## PARTS OF THE EXERCISE:
• 1. In the baseball projections article, what is Cody Bellinger's swinging-strike rate this year?
• 2. Rewrite the part of the baseball projections article that opens with "I've never been" and closes with "major league pitching.", swapping "Royals" for "Tigers".

## SOURCE PASSAGE:
►

No one in baseball has improved his profile more than the Dodgers' Cody Bellinger. Aaron Gash/AP Photo

While all good analysts will caution people to not get excited over a single month of a baseball player's career, these hot and cold starts frequently do in fact matter for a player's outlook. We talk about things like a player's "true ability," but that in itself is a bit of an abstract concept. It's always changing and you never truly get to find out the right answer.

Projections are snapshots of our best guesses for a player's abilities at a brief moment in time, and depending on how a player has his hot or cold start, those projections can move, sometimes even quickly. As we approach the quarter mark of the season, it's a good time to see who has seen their projections move the most, because those are the changes that are likely more fact than fiction.

Here are some of the players whose changes in outlook I find the most interesting:

Hot

Cody Bellinger
Preseason projection: .270/.357/.523, 34 HR, 101 RBI, 4.8 WAR
Updated projection: .316/.398/.628, 43 HR, 122 RBI, 8.1 WAR

The ZiPS projections already thought that Bellinger was a star, but not quite to this degree. His 3.3 WAR increase from his preseason projection is the largest deviation in baseball. Bellinger had quick success as a rookie in 2017, but one of the surprises is just how broad his improvement has been. Even taking some of the air out of his BABIP (.400), he'd still be much better at hitting for average than he has ever been, and since coming to the majors, he has developed two things that nobody saw coming: the ability to play center field as needed and being one of the faster runners in the majors.

His plate discipline, never weak, has gotten even better, with his swinging-strike rate dropping from 13.2 percent and 12.3 percent his first two seasons to a microscopic 7.4 percent this year. He has been an above-average hitter against every type of pitch this year except for splitters, where he has been right around average. And Bellinger doesn't turn 24 for two more months.

Hunter Dozier
Preseason projection: .226/.285/.383, 15 HR, 51 RBI, -0.2 WAR
Updated projection: .266/.341/.486, 23 HRs, 65 RBI, 2.7 WAR

I've never been the biggest fan of Dozier as a player and really, I've complained plenty about some of the head-scratching moves the Royals have made during the early stages of their official rebuild. Dozier's minor league career was quite mixed and he generally needed to repeat levels to master them, not usually the sign of someone who will adjust well to major league pitching.

◄

## ENTRIES PROVIDED:
►

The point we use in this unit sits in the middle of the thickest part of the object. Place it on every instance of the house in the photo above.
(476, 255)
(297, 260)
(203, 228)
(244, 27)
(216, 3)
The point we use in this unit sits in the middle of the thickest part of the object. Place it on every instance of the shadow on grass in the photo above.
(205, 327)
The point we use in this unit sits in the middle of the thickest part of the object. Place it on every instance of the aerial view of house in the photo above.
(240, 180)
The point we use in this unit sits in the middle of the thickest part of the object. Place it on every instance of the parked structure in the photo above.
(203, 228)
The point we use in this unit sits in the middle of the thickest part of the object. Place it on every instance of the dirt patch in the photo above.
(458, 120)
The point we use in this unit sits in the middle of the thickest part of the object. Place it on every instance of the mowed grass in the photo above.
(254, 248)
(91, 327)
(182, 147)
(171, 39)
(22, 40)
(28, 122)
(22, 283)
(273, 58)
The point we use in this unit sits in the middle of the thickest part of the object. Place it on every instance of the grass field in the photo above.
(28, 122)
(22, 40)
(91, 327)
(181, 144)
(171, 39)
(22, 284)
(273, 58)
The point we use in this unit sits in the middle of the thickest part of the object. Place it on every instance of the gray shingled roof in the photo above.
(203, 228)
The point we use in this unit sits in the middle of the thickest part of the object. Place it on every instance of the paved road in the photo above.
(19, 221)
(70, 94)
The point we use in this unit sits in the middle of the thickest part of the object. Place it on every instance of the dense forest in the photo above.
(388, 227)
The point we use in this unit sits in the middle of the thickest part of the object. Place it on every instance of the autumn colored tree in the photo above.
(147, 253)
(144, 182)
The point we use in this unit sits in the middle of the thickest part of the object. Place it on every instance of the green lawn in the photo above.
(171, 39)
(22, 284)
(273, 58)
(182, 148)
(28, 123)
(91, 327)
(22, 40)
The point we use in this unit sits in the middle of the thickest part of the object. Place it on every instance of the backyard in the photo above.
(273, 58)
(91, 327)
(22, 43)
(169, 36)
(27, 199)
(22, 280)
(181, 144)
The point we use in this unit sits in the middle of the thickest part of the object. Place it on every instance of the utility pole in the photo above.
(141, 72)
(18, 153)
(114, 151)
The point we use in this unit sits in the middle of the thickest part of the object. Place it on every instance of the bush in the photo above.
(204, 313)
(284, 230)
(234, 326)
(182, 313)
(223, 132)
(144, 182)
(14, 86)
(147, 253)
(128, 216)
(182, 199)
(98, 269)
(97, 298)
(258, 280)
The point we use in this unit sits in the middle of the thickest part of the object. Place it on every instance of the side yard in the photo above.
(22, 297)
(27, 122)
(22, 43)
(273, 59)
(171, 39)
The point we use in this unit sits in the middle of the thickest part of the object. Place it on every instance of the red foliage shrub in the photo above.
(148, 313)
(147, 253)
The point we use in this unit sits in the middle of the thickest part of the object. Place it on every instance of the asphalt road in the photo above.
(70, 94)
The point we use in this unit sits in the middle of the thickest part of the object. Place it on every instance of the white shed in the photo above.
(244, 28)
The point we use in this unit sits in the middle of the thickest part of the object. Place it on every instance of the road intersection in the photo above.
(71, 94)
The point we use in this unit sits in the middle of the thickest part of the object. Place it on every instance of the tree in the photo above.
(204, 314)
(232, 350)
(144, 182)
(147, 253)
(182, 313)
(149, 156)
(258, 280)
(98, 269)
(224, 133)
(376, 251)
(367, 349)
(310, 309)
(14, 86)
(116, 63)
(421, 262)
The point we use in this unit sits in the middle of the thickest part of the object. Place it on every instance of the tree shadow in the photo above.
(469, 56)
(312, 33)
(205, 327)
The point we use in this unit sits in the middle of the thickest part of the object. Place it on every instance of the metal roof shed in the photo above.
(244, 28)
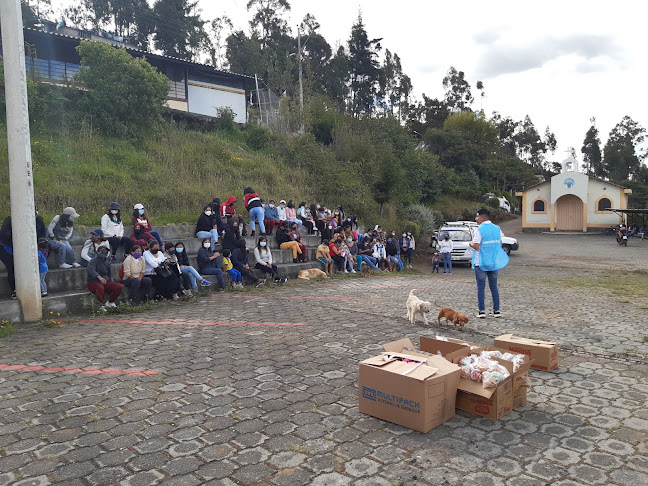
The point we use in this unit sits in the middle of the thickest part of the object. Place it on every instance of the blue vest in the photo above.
(491, 255)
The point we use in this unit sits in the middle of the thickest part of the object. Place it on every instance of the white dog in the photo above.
(416, 306)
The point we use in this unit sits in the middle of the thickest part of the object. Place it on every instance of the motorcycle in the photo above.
(622, 236)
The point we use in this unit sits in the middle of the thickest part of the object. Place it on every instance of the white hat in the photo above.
(70, 212)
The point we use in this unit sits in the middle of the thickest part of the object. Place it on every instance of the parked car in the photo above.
(462, 252)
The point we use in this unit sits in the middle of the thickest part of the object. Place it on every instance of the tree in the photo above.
(591, 151)
(364, 69)
(178, 31)
(267, 20)
(620, 157)
(217, 53)
(123, 95)
(458, 96)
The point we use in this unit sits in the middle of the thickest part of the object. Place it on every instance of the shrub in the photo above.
(423, 218)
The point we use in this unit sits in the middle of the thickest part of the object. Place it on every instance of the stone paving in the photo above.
(248, 404)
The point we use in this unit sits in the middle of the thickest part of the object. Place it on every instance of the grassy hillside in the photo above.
(175, 172)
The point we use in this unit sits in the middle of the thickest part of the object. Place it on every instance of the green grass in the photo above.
(7, 328)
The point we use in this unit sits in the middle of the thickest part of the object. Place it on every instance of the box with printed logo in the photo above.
(408, 387)
(543, 354)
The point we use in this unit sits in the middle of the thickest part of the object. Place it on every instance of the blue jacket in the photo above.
(271, 213)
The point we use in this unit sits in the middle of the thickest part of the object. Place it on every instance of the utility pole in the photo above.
(21, 185)
(301, 85)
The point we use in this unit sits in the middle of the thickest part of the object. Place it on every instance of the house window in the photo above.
(539, 206)
(603, 204)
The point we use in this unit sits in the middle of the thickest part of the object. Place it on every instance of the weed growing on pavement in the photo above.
(54, 320)
(6, 328)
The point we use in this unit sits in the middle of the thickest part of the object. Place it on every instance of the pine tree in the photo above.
(364, 69)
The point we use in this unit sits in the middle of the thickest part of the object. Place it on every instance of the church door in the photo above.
(569, 213)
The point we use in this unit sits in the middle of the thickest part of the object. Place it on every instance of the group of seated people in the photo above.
(144, 252)
(347, 250)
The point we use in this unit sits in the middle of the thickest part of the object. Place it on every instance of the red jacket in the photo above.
(227, 209)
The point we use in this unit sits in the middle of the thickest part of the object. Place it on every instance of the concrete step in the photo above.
(74, 301)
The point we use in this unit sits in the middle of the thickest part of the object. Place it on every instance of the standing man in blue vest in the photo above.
(488, 259)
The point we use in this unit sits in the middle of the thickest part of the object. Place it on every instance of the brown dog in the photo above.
(311, 273)
(455, 317)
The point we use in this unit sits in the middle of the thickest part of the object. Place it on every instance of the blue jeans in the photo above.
(481, 275)
(65, 251)
(447, 262)
(257, 213)
(212, 234)
(371, 261)
(193, 275)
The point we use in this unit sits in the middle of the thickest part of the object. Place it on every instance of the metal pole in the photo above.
(256, 80)
(301, 86)
(23, 214)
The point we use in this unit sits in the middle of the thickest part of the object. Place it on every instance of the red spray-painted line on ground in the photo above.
(192, 323)
(296, 298)
(88, 371)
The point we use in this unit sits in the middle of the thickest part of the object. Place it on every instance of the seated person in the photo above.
(100, 279)
(134, 278)
(141, 237)
(287, 242)
(167, 285)
(207, 226)
(241, 262)
(211, 263)
(92, 245)
(186, 269)
(271, 217)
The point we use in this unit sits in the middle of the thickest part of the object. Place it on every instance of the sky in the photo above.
(560, 62)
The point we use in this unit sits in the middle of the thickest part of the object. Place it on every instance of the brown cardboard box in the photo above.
(544, 354)
(421, 399)
(520, 377)
(492, 403)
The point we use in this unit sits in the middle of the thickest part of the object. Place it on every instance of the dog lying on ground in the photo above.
(416, 306)
(455, 317)
(311, 273)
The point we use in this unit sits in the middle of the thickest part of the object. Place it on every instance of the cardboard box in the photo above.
(417, 397)
(544, 354)
(491, 403)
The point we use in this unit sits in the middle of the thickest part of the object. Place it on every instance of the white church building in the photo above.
(572, 201)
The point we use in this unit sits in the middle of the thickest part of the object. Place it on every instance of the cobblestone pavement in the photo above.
(247, 403)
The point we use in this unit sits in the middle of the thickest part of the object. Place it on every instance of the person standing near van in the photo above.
(488, 259)
(446, 246)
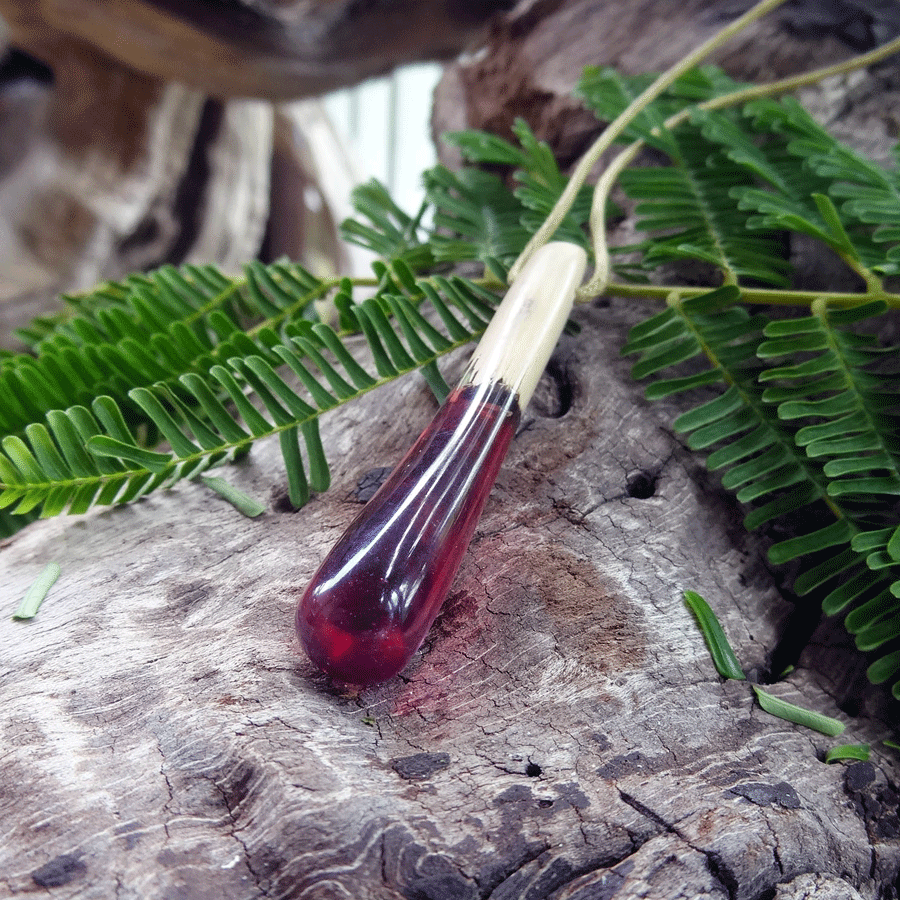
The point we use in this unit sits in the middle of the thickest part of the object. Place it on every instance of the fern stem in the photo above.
(621, 122)
(598, 283)
(766, 296)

◄

## ANSWERS FOR THE TASKS:
• 1. 7.4 percent

• 2.
I've never been the biggest fan of Dozier as a player and really, I've complained plenty about some of the head-scratching moves the Tigers have made during the early stages of their official rebuild. Dozier's minor league career was quite mixed and he generally needed to repeat levels to master them, not usually the sign of someone who will adjust well to major league pitching.